> **Exercise brief**
Collect every line of the items below that contains the string "jacket". Case counts, so match uppercase and lowercase letters precisely.

> **Dataset rows**
┌────────
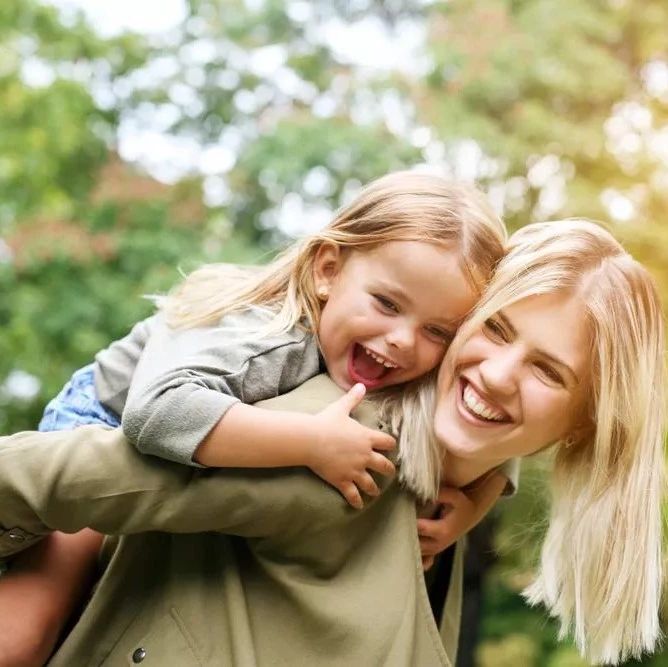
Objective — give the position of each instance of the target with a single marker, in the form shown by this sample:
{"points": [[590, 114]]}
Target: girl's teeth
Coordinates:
{"points": [[476, 406], [380, 360]]}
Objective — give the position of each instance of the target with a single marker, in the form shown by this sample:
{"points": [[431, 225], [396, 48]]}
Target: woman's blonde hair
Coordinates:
{"points": [[600, 569], [403, 206]]}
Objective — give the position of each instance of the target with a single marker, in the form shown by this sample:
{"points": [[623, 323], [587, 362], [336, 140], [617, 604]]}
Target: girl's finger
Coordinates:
{"points": [[366, 484], [383, 441], [381, 464], [429, 528], [351, 493]]}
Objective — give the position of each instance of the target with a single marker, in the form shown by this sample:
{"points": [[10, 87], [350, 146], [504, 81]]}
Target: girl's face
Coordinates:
{"points": [[520, 383], [390, 312]]}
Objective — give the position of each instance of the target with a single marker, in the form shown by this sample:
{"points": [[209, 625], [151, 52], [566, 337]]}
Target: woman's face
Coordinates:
{"points": [[520, 382]]}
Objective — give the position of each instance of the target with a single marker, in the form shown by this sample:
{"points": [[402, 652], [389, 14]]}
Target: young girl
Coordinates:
{"points": [[374, 298]]}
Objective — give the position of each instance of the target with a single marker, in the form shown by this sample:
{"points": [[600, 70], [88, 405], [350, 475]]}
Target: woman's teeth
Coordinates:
{"points": [[478, 407], [379, 359]]}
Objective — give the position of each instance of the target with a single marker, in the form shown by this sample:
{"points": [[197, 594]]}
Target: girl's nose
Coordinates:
{"points": [[499, 371], [401, 337]]}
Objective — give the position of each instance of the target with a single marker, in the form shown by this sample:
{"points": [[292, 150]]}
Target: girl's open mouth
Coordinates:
{"points": [[368, 367]]}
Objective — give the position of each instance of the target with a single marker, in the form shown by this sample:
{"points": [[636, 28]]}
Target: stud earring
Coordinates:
{"points": [[569, 441]]}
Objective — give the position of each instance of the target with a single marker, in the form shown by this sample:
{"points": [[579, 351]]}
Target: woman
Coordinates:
{"points": [[565, 347]]}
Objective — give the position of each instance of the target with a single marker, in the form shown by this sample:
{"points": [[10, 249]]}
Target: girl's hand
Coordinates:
{"points": [[456, 515], [346, 450]]}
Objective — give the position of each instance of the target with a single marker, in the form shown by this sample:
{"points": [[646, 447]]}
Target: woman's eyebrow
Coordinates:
{"points": [[546, 355]]}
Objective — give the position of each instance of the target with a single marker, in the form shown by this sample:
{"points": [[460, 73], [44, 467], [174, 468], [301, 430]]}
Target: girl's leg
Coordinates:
{"points": [[47, 583], [39, 593]]}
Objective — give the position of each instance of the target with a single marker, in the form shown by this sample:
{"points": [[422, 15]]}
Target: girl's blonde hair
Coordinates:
{"points": [[403, 206], [600, 569]]}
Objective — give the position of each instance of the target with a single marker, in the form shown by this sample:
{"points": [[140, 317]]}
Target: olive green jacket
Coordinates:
{"points": [[299, 578]]}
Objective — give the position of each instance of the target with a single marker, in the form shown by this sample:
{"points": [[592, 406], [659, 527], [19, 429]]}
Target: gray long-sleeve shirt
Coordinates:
{"points": [[173, 386]]}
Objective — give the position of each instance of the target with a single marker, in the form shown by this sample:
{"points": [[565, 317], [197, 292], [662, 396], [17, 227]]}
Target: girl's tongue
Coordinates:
{"points": [[365, 366]]}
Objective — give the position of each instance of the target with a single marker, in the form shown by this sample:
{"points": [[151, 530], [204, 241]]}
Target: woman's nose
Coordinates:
{"points": [[499, 371]]}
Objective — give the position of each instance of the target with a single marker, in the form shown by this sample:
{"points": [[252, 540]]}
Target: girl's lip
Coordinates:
{"points": [[466, 414], [355, 378]]}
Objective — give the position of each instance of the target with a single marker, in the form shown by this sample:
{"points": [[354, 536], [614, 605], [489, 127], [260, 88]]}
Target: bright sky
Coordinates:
{"points": [[111, 18]]}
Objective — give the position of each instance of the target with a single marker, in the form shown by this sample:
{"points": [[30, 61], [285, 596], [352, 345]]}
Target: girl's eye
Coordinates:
{"points": [[549, 373], [385, 303], [442, 335], [494, 330]]}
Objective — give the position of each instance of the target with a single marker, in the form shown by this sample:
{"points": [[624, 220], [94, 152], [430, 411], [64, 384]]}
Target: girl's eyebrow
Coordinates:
{"points": [[396, 292], [546, 355]]}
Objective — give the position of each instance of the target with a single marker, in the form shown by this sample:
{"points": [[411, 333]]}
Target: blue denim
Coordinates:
{"points": [[76, 405]]}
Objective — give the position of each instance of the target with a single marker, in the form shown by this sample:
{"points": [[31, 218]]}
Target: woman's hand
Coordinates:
{"points": [[346, 451]]}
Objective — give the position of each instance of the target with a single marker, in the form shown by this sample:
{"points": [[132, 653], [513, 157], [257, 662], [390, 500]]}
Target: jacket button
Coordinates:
{"points": [[139, 655]]}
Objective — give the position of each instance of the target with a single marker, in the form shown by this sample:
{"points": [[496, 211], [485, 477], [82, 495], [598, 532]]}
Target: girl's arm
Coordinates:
{"points": [[331, 443], [91, 477]]}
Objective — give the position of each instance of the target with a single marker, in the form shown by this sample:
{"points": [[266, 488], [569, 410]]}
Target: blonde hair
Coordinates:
{"points": [[600, 569], [403, 206]]}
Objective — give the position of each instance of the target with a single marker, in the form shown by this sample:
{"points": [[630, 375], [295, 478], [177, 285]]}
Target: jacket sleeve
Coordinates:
{"points": [[92, 477]]}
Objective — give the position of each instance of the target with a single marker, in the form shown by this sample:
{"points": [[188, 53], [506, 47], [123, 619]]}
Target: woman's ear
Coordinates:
{"points": [[326, 266]]}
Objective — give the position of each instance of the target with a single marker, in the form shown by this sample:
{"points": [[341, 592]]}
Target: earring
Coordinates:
{"points": [[569, 441]]}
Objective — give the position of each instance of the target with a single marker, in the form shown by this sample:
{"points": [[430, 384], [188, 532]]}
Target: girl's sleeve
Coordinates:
{"points": [[92, 477], [186, 380]]}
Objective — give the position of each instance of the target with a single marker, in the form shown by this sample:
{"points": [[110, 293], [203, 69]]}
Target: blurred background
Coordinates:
{"points": [[140, 139]]}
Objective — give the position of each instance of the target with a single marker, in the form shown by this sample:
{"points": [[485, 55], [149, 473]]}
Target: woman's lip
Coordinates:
{"points": [[468, 416]]}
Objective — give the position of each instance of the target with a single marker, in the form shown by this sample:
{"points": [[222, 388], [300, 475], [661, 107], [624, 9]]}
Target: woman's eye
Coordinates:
{"points": [[494, 330], [551, 374], [442, 335], [385, 303]]}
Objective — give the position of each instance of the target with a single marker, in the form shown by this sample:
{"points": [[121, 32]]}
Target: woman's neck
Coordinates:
{"points": [[461, 472]]}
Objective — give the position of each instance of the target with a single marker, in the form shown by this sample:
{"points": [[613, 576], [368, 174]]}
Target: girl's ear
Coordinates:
{"points": [[326, 266]]}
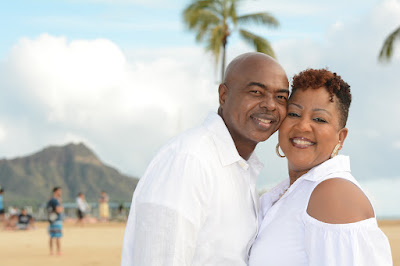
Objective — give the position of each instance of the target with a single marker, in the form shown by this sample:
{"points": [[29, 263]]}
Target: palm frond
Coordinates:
{"points": [[262, 45], [387, 48], [214, 44], [262, 18], [232, 12], [193, 18]]}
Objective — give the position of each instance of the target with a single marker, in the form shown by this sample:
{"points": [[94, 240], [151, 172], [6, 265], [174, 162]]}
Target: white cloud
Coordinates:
{"points": [[3, 133], [396, 144], [125, 108]]}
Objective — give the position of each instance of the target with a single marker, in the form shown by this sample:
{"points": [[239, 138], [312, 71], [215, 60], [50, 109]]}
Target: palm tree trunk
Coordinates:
{"points": [[223, 61]]}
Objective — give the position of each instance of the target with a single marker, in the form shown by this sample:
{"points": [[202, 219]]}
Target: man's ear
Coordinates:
{"points": [[223, 93], [342, 136]]}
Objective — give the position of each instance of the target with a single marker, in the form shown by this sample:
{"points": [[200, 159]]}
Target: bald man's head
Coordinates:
{"points": [[250, 61], [253, 99]]}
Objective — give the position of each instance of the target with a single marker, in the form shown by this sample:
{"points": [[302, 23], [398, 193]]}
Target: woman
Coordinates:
{"points": [[320, 215]]}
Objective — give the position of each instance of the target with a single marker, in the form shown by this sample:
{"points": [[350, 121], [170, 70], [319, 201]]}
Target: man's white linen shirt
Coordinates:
{"points": [[196, 204]]}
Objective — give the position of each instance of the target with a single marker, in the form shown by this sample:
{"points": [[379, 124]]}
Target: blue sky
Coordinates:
{"points": [[125, 76]]}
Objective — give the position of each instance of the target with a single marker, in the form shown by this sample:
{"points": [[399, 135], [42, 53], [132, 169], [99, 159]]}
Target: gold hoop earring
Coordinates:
{"points": [[335, 150], [277, 151]]}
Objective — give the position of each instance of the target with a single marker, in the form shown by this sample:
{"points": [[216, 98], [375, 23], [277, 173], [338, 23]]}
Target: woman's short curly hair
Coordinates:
{"points": [[333, 83]]}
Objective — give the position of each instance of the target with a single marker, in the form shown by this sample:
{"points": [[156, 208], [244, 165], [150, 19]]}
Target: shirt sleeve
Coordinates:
{"points": [[168, 211], [360, 243]]}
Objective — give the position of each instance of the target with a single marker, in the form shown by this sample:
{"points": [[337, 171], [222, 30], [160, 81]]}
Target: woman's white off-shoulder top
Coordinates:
{"points": [[288, 236]]}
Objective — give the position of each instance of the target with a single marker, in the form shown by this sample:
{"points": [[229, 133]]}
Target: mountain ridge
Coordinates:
{"points": [[74, 167]]}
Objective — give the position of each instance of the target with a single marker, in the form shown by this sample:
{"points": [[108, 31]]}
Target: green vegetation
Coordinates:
{"points": [[215, 20], [387, 48], [30, 180]]}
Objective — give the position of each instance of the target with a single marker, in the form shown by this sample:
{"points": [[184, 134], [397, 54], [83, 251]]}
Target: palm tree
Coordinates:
{"points": [[215, 20], [387, 48]]}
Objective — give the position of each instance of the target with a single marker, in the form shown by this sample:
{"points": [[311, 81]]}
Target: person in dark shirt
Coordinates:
{"points": [[25, 220], [55, 211]]}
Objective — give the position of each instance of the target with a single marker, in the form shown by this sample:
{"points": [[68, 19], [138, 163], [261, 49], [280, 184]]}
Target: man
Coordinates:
{"points": [[197, 203], [82, 208], [55, 211], [25, 220], [2, 211]]}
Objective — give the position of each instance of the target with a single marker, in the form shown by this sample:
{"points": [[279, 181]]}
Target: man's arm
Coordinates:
{"points": [[167, 214]]}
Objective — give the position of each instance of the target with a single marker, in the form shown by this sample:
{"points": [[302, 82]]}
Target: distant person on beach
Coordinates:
{"points": [[2, 209], [197, 203], [25, 220], [82, 208], [55, 211], [104, 211], [319, 215]]}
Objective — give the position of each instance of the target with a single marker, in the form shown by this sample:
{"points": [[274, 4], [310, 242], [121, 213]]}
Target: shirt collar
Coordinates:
{"points": [[226, 148], [337, 164]]}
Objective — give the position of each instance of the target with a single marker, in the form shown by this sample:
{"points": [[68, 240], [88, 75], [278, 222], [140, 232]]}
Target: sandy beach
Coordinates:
{"points": [[98, 244]]}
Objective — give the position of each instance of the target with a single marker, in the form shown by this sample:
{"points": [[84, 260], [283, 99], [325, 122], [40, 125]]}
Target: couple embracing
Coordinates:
{"points": [[197, 203]]}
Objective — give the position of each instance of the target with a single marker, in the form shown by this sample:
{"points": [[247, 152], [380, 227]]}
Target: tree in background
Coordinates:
{"points": [[213, 21], [387, 48]]}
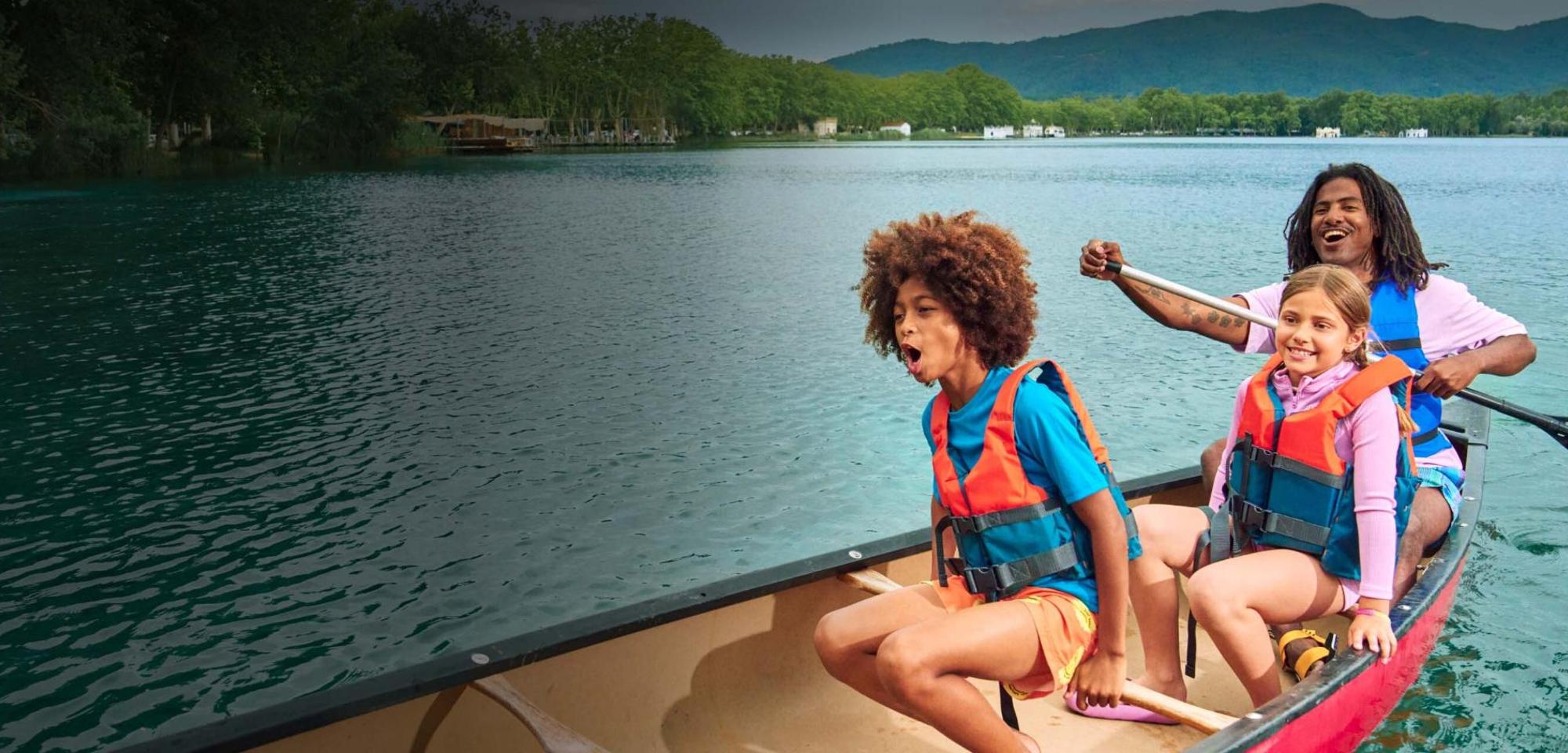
└────────
> **Final result**
Target: olive green jacket
Target: jacket button
Target: jacket sleeve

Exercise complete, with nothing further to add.